## BEGIN DATASET RECORDS

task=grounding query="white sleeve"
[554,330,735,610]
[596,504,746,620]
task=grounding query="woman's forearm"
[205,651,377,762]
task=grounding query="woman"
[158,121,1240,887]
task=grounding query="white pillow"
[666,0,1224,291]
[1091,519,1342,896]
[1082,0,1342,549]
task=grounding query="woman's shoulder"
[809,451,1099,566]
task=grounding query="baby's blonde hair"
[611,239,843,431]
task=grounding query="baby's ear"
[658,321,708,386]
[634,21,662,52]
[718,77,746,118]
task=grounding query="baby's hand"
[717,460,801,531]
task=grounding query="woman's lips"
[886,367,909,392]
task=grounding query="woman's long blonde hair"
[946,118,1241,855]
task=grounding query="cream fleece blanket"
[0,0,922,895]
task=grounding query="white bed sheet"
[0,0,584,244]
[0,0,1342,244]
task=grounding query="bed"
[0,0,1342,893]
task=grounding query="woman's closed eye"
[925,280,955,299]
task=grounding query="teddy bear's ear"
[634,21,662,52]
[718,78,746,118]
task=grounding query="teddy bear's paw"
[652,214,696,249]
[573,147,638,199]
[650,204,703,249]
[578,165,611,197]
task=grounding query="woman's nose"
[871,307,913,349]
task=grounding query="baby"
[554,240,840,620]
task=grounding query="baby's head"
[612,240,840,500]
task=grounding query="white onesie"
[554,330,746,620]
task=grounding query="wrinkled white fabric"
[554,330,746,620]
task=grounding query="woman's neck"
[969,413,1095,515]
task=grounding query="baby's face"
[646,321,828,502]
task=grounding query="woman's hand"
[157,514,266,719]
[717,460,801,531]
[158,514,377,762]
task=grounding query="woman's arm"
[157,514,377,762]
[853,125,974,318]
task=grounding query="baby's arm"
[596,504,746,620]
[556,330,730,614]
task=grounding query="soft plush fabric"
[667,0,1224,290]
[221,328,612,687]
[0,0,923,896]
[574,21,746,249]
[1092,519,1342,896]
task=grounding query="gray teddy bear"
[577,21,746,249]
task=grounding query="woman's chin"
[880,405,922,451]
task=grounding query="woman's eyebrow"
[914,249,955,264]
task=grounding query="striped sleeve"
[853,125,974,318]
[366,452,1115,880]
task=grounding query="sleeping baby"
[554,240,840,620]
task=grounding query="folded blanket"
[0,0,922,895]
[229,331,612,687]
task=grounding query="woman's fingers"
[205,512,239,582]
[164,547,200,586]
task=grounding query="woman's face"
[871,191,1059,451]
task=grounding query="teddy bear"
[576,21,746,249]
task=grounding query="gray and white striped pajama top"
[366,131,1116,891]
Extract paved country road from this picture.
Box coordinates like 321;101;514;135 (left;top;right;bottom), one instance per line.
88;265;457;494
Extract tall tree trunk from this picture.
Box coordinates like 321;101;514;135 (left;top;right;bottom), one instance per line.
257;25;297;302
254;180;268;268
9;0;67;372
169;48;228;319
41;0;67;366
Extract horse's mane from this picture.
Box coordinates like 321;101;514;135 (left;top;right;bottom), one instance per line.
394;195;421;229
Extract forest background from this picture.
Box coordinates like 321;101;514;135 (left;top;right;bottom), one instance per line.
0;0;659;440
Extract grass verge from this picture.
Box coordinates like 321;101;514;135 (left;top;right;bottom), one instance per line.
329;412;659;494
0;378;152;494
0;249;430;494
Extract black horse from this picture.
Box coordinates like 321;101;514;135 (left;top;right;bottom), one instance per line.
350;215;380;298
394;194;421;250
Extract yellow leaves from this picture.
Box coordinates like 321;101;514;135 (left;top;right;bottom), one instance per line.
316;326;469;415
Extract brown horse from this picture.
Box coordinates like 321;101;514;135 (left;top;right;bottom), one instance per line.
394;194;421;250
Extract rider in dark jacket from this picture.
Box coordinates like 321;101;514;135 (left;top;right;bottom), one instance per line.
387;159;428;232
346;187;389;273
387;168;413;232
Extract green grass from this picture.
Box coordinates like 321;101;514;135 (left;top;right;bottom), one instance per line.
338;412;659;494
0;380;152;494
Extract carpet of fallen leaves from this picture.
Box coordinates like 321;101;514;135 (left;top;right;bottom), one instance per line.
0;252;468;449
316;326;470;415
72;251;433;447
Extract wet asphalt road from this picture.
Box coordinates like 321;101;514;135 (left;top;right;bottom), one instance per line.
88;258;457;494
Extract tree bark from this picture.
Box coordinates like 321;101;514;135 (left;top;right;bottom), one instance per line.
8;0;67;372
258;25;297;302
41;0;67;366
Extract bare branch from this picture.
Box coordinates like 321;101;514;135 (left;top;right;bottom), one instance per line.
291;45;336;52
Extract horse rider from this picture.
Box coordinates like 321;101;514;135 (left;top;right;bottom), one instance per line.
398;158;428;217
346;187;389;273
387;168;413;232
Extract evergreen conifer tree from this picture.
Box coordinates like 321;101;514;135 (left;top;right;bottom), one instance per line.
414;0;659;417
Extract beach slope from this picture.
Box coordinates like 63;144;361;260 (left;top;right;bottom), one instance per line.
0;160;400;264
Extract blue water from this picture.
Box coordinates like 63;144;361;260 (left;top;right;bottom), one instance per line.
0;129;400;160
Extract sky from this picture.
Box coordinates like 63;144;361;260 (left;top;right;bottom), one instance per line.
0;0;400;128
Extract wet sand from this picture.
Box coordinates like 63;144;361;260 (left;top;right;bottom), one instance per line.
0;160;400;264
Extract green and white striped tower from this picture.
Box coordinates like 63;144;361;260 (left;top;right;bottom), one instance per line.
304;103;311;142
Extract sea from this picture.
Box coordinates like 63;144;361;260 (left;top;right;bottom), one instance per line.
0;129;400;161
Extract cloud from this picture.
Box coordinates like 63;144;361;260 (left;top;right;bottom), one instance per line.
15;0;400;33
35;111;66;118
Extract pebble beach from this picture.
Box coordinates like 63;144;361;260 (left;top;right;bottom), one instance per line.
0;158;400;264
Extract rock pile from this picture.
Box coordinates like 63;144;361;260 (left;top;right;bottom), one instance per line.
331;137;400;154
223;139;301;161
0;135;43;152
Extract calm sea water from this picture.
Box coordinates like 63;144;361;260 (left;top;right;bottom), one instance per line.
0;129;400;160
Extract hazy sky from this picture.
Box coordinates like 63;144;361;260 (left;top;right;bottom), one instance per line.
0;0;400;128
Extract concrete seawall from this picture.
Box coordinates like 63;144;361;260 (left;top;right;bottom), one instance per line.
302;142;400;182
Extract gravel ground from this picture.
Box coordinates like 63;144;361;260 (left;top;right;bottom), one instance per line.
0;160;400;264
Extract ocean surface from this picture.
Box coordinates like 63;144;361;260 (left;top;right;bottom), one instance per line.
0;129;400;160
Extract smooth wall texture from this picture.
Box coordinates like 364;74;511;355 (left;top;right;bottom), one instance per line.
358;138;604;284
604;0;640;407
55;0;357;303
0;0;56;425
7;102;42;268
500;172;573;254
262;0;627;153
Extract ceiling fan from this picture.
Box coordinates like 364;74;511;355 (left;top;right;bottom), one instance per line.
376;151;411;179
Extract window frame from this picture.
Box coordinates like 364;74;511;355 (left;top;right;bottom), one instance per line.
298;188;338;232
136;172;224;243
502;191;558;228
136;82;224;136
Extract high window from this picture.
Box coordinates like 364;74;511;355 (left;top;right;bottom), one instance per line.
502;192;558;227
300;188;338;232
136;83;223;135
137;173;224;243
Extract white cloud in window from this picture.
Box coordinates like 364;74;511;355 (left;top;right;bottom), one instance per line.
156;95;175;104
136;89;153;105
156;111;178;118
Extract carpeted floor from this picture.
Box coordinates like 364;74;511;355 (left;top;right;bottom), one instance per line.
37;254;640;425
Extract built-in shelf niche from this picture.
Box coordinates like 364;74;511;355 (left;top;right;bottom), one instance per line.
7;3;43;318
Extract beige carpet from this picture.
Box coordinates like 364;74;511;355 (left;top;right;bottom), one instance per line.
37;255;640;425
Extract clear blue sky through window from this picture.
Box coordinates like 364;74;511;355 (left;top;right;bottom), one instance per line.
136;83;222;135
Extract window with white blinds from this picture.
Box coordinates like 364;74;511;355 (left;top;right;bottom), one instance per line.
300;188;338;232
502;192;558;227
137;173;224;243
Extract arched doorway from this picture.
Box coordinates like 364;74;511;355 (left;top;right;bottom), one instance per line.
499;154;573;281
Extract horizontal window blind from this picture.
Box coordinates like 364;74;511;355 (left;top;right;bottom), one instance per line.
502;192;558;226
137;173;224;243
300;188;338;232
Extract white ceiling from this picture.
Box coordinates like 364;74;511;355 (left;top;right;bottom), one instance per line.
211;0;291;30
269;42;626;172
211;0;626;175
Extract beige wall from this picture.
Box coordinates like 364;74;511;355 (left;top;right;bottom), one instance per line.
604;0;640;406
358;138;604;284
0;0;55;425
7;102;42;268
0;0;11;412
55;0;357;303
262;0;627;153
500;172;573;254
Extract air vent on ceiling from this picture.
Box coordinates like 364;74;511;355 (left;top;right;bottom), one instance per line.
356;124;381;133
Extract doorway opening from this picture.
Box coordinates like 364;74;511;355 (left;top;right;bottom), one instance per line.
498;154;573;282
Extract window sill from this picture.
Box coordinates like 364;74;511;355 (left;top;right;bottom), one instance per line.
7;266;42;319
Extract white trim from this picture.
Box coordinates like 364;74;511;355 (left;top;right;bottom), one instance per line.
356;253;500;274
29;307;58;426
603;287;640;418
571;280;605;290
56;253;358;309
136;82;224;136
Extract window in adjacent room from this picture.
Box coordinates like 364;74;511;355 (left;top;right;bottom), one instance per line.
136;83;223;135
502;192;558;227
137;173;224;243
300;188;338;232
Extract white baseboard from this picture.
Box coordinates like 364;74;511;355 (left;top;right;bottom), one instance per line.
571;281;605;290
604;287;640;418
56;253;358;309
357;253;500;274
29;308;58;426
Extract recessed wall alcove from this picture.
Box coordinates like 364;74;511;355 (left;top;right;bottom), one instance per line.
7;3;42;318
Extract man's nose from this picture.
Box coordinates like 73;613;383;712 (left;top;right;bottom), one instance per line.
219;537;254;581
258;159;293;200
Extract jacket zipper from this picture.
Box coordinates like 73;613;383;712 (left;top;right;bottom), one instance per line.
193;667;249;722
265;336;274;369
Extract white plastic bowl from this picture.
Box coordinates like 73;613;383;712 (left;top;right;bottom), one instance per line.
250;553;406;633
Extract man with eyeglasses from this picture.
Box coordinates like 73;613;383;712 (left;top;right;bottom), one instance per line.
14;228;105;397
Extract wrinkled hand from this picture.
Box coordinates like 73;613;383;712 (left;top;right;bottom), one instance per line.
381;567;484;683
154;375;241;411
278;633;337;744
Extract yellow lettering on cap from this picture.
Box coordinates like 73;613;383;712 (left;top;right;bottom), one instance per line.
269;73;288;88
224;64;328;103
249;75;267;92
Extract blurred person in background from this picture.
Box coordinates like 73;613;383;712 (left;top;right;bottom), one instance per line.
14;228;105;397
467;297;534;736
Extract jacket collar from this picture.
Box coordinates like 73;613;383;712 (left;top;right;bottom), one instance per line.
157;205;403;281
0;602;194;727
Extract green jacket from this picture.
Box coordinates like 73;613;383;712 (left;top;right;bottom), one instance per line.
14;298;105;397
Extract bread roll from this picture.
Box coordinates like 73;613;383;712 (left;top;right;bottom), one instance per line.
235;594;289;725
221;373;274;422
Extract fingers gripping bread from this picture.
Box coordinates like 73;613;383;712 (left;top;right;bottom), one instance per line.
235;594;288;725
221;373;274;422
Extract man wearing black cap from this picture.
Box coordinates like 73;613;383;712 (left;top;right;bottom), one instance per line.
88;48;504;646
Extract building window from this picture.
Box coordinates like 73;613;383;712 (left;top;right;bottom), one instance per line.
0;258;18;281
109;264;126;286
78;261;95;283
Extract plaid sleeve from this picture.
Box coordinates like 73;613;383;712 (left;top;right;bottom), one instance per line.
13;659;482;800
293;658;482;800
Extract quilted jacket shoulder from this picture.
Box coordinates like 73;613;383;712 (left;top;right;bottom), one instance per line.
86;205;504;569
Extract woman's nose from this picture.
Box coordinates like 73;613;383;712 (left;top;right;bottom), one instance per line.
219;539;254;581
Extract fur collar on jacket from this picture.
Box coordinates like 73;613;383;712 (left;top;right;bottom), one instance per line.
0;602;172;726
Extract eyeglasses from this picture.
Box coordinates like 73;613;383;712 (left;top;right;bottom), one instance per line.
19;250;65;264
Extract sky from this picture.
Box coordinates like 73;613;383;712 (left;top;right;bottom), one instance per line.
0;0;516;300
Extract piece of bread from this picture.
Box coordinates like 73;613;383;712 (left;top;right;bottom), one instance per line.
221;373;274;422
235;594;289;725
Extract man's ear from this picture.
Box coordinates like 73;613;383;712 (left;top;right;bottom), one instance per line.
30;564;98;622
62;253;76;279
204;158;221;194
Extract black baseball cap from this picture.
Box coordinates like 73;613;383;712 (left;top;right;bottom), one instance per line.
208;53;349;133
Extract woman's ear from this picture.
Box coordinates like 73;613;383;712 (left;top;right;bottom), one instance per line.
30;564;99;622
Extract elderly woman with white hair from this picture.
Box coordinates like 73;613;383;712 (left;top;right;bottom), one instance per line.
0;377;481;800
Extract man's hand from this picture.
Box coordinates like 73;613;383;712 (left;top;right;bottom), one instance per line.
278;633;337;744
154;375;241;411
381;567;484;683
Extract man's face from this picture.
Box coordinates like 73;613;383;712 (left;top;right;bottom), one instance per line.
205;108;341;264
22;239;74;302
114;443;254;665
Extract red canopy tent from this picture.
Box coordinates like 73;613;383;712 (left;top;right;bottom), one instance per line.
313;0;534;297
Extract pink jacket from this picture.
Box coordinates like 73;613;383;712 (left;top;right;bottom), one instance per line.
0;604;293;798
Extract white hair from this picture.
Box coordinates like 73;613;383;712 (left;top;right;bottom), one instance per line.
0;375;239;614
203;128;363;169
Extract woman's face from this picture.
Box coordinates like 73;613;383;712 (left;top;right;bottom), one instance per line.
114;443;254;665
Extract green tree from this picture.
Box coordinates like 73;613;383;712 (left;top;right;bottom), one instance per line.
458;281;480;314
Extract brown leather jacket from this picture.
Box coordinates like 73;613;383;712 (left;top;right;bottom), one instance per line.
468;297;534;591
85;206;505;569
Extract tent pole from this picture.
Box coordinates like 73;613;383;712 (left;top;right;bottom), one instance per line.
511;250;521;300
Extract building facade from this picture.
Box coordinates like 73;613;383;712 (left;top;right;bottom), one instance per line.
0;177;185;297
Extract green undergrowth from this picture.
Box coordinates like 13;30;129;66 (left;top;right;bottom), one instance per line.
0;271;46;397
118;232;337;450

## END DATASET RECORDS

=== WHAT THIS TASK INVOLVES ===
Shift every box coordinate given as an answer by adding 16 to it, and rewrite every line of the data from the line containing "Extract ceiling fan from this picture." down to the line containing "37;254;640;425", both included. Leave the sample coordinates on the format lines unchanged.

=== SOLUTION ===
Extract ceiling fan from this picture.
Box coordinates like 364;74;511;355 (left;top;right;bottom), one instance per line.
392;167;427;195
Extract window frame from this picture.
Box coordinates like 364;74;511;355 (left;top;right;bottom), one instance per line.
314;204;354;248
152;188;240;259
518;207;574;244
152;98;240;152
Extract high window from this picture.
Box coordinates like 364;74;511;355 (left;top;right;bottom), one instance per line.
518;208;574;243
316;204;354;248
152;99;239;151
153;189;240;259
Extract white cloud in window from this picture.
Box coordinates like 364;74;511;355 (left;top;right;bottom), one instance per line.
172;111;191;120
152;105;169;121
172;127;194;134
Extract carpeted floor from this picture.
Box coordinates like 364;74;511;355 (left;top;right;bottom), one instance per line.
53;270;656;441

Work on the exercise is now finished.